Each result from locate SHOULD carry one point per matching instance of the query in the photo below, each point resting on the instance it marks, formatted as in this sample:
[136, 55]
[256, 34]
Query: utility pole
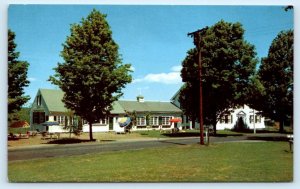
[197, 41]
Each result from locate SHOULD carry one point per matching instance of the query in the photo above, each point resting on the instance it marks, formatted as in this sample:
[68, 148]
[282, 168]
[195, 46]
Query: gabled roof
[149, 106]
[53, 100]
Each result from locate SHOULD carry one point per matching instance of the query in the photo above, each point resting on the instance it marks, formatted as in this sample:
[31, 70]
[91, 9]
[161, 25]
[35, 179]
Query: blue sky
[151, 38]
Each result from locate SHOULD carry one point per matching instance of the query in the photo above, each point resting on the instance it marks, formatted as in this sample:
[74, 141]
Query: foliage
[17, 76]
[92, 74]
[276, 76]
[228, 64]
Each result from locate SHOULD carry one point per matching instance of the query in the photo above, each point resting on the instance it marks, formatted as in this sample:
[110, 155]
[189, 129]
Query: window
[165, 120]
[103, 121]
[61, 120]
[39, 100]
[226, 119]
[141, 121]
[257, 119]
[38, 117]
[153, 121]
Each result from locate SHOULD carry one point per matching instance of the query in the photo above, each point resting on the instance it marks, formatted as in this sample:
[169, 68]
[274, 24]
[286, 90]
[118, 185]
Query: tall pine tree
[228, 64]
[276, 76]
[92, 74]
[17, 77]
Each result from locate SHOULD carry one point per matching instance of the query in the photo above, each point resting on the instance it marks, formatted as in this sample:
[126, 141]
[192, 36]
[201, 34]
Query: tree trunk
[215, 124]
[281, 124]
[193, 123]
[91, 131]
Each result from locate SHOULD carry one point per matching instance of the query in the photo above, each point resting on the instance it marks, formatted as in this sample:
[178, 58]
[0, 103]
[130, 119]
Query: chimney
[140, 98]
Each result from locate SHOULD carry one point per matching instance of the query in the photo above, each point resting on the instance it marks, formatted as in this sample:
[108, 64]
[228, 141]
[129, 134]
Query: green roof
[149, 106]
[117, 108]
[53, 100]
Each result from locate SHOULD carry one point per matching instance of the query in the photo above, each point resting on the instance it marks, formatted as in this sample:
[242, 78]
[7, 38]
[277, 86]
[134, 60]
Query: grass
[223, 162]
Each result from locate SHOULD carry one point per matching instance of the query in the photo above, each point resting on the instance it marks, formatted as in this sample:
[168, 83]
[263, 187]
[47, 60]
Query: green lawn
[223, 162]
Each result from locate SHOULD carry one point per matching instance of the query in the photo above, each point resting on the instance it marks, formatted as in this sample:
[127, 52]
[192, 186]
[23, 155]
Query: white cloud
[31, 79]
[165, 78]
[132, 68]
[176, 68]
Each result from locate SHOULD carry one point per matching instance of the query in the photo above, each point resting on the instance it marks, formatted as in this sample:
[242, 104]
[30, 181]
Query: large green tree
[17, 77]
[228, 65]
[276, 76]
[92, 74]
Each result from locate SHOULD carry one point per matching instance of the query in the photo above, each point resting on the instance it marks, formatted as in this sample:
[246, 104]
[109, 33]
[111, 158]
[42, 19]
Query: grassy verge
[224, 162]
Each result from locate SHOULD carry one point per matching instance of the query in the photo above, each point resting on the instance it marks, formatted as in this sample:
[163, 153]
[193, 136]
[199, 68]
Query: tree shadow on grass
[198, 134]
[268, 138]
[181, 134]
[69, 141]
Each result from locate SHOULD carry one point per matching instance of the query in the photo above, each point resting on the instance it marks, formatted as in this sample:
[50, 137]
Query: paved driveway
[36, 152]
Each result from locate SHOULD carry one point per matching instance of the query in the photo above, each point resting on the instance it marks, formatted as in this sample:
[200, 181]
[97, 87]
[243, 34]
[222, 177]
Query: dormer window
[39, 100]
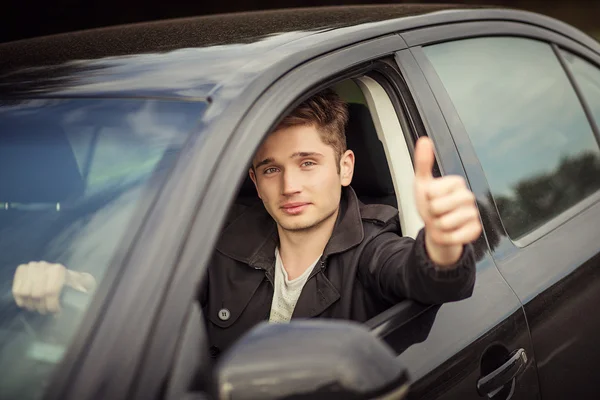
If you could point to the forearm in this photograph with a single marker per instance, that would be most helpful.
(398, 268)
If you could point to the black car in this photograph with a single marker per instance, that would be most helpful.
(122, 149)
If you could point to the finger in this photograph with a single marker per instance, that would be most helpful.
(53, 303)
(442, 205)
(456, 219)
(464, 235)
(442, 186)
(424, 159)
(55, 278)
(37, 277)
(25, 289)
(54, 285)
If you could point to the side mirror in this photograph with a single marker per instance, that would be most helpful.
(310, 359)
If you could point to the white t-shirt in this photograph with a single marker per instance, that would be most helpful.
(287, 291)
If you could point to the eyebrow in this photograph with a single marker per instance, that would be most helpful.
(263, 162)
(306, 154)
(297, 154)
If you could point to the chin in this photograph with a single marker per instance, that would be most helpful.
(297, 223)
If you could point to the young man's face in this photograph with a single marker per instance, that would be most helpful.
(296, 176)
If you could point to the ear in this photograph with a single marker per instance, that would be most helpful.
(253, 177)
(346, 167)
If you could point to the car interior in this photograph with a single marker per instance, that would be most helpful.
(372, 180)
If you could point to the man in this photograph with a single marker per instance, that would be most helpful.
(311, 249)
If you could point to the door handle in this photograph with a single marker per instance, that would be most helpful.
(503, 374)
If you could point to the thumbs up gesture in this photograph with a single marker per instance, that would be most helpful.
(447, 208)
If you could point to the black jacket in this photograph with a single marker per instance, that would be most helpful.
(366, 267)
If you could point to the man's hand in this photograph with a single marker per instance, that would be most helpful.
(37, 286)
(447, 208)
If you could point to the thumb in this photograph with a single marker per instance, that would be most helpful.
(424, 158)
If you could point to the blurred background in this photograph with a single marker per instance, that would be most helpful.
(23, 19)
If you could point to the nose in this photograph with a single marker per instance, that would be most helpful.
(291, 183)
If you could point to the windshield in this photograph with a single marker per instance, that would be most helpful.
(72, 174)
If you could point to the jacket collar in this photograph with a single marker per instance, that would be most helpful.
(252, 237)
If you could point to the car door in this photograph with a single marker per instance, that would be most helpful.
(453, 349)
(522, 104)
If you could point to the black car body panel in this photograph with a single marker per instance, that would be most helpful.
(554, 269)
(251, 68)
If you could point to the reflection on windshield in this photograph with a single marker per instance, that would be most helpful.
(72, 175)
(526, 124)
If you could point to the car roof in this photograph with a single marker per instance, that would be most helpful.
(191, 58)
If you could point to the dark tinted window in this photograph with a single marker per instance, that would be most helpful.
(72, 175)
(527, 126)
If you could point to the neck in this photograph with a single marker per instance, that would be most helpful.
(299, 249)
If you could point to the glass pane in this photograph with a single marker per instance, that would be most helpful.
(588, 79)
(72, 175)
(526, 124)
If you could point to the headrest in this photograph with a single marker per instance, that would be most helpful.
(37, 164)
(372, 176)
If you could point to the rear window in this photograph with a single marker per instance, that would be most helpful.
(73, 172)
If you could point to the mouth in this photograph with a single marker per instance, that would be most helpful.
(294, 208)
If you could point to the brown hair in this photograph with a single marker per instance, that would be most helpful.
(328, 113)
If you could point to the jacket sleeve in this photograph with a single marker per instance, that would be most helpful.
(397, 268)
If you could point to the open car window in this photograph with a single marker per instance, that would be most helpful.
(72, 174)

_____

[DIRECTIONS] Return all the records exactly, excluding images.

[THE COMPLETED TASK]
Each result from locate SHOULD carry one point per matching instance of the query in the photo below, each point resting on the instance it marks, formatted as in this sample:
[136, 55]
[256, 34]
Query: utility pole
[197, 41]
Each result from locate SHOULD carry one point per matching instance of the query in the photo above, each point resting on the instance it marks, formatted as in this sample:
[68, 148]
[282, 168]
[195, 46]
Query: gabled roof
[149, 106]
[53, 100]
Each result from locate SHOULD carry one point per matching instance of the query in the photo above, each point resting on the instance it marks, formatted as in this sample:
[31, 70]
[91, 9]
[161, 25]
[35, 179]
Query: blue sky
[151, 38]
Each result from locate SHOULD carry one point per matching instance of the query in the photo above, each point resting on the instance it marks, formatted as in this sample:
[74, 141]
Query: foliage
[17, 76]
[92, 74]
[276, 76]
[228, 64]
Each result from locate SHOULD carry one point per matching instance of the query in the photo above, each point resting on the instance it marks, formatted as in this sample:
[110, 155]
[189, 129]
Query: window
[165, 120]
[103, 121]
[61, 120]
[39, 100]
[226, 119]
[141, 121]
[257, 119]
[38, 117]
[153, 121]
Each result from locate SHOULD carry one point per matching instance of the query in the photo above, each point resting on the instance it marks, formatted as in this sample:
[169, 68]
[274, 24]
[286, 90]
[118, 185]
Query: tall pine tree
[228, 64]
[276, 76]
[92, 74]
[17, 77]
Each result from locate SHOULD carry one point per matching instance of the query in the photo above, each point resting on the instance it marks, formatted as in this sample:
[126, 141]
[192, 36]
[201, 34]
Query: tree trunk
[215, 124]
[281, 124]
[193, 123]
[91, 131]
Each result from locate SHOULD carry one point per matching instance of the query in the photo above, each point resting on the instance it marks, formatted as in this sample:
[178, 58]
[0, 103]
[130, 119]
Query: chimney
[140, 98]
Each result from locate SHOULD carry one point per matching instance of the query in the photo above, each point resting on the instance it marks, formatted as in this sample:
[108, 64]
[228, 141]
[129, 134]
Query: green roof
[149, 106]
[117, 108]
[53, 100]
Each result from locate SHOULD carry one point per matching instance of the query in the photo above, each point resting on the instance it marks, formatted as in this sample:
[242, 78]
[7, 38]
[277, 86]
[134, 60]
Query: grass
[223, 162]
Each result from locate SHOULD carry one point per matching instance of the query in the photo above, each point resting on the instance it marks, formatted as in this sample:
[168, 83]
[263, 187]
[47, 60]
Query: green lawn
[223, 162]
Each result from locate SHOULD carry one point per matching instance of the query in the photo above, each point resting on the instance it marks, formatted as in this sample:
[127, 52]
[192, 186]
[23, 155]
Query: white cloud
[31, 79]
[165, 78]
[132, 68]
[176, 68]
Each result from locate SHOULD carry one point per matching instance of the query in the photo above, each point resting on the instance it marks, formatted as in this sample:
[242, 104]
[30, 181]
Query: large green tree
[17, 77]
[228, 65]
[276, 76]
[92, 74]
Each result from locate SHOULD carry one point per matching instance of the query in the photo above, each point resting on the instance it marks, formatted as in this sample:
[246, 104]
[109, 33]
[111, 158]
[42, 19]
Query: grassy verge
[224, 162]
Each result from locate SHOULD carry one point per matching instance of the query in the photo above, each point resting on the instance it marks, formatted as in this sample:
[163, 153]
[193, 136]
[199, 68]
Query: tree shadow on grass
[198, 134]
[268, 138]
[181, 134]
[69, 141]
Each result from locate SHOULD carry one point per matching instance of the query in the photo above, each point resting on the instance it marks, formatted as in this sample:
[50, 137]
Query: paved driveway
[36, 152]
Each result from locate SHOULD carry one point per matching instance of the query in the photo above, each point resting on the instance it marks, formatted as in this sample:
[200, 181]
[97, 87]
[243, 34]
[222, 177]
Query: dormer window
[39, 100]
If you could point to the forearm in this photograph with a single marker per instance, that would be most helpful.
(398, 268)
If you could point to the black car in this photograph with a single marker per instance, that would be most helpful.
(122, 149)
If you could point to the finger in this photograph with a single marker per instance, that would be most helpful.
(53, 303)
(442, 205)
(456, 219)
(464, 235)
(442, 186)
(424, 159)
(55, 278)
(37, 277)
(25, 289)
(54, 285)
If you could point to the side mirror in this photograph with a single marker per instance, that would be most helpful.
(310, 359)
If you could point to the white t-shirt in this photograph with a single marker per instance, that would be most helpful.
(287, 291)
If you could point to the eyebrow in this photograph with a single marker per instance, that would be most helpful.
(263, 162)
(306, 154)
(297, 154)
If you could point to the chin in this photograph with a single marker per instance, that would be most helpful.
(297, 223)
If you could point to the young man's face in this photograph with a single marker per instance, that would be most helpful.
(296, 176)
If you could point to the ear in this photograph with a single marker per instance, that would be most helpful.
(253, 177)
(346, 167)
If you could point to the car interior in this photograph with a single marker per instance, that would be most helpful.
(372, 180)
If you could point to the man in this photograph with a single marker per instance, that would be most helpful.
(311, 249)
If you could point to the door handle in this photograph with a single marker per instance, that would be most helpful.
(503, 374)
If you could point to the thumbs up gesture in this photograph with a single marker per instance, that would be most helpful.
(447, 208)
If you could point to the black jacket in this photograph with a single marker per instance, that would be most helpful.
(366, 267)
If you could point to the man's hand in this photograph with a single marker per instance, that would be most helpful.
(37, 286)
(447, 208)
If you could point to the thumb in this photograph with a single marker per instance, that would be most helpful.
(424, 158)
If you could point to the blurred background in this photograph with a single marker per instance, that would be most helpful.
(23, 19)
If you could point to the nose in this photograph with a single marker per instance, that would be most helpful.
(291, 183)
If you could point to the windshield in this photograph with a single marker per instance, that would be most helpful.
(72, 174)
If you could point to the jacket collar in this photograph with a single marker per instance, that would be most helpful.
(252, 237)
If you could point to the car door in this photograph with a single marker per instance, that would be most helpful.
(453, 349)
(522, 104)
If you could point to the black car body panel in this photograph with a single marker per instance, that would be most helpful.
(554, 269)
(251, 68)
If you could point to the reflection on windshield in this photograph with a single marker per instance, that would be most helpful.
(72, 175)
(526, 124)
If you could point to the car roof in this photograph with a single marker per instance, that would be most helpful.
(191, 58)
If you could point to the dark tinted window in this photograph with a single marker per instance, that would be most helpful.
(72, 175)
(527, 126)
If you could point to the neck in this photograph with a single marker per instance, that would be most helpful.
(299, 249)
If you could point to the glass pane in this photograph with a single marker per instance, that would be most helpful.
(588, 79)
(72, 175)
(526, 124)
If you could point to the headrest in this photograph with a single marker per instance, that would be most helpful.
(37, 164)
(372, 176)
If you could point to the rear window in this photograph with a single marker per instance, that would be most helpful.
(73, 172)
If you could point to the mouth in this photograph with a single marker per instance, that would be most helpful.
(294, 208)
If you could point to the brown hair in this photograph with a single marker per instance, that would be most helpful.
(328, 113)
If you could point to the jacket sleeve in this photograph with a single marker per instance, that would be most helpful.
(397, 268)
If you could point to the open car window in this photograph with a single marker per instance, that would be most helpful.
(72, 174)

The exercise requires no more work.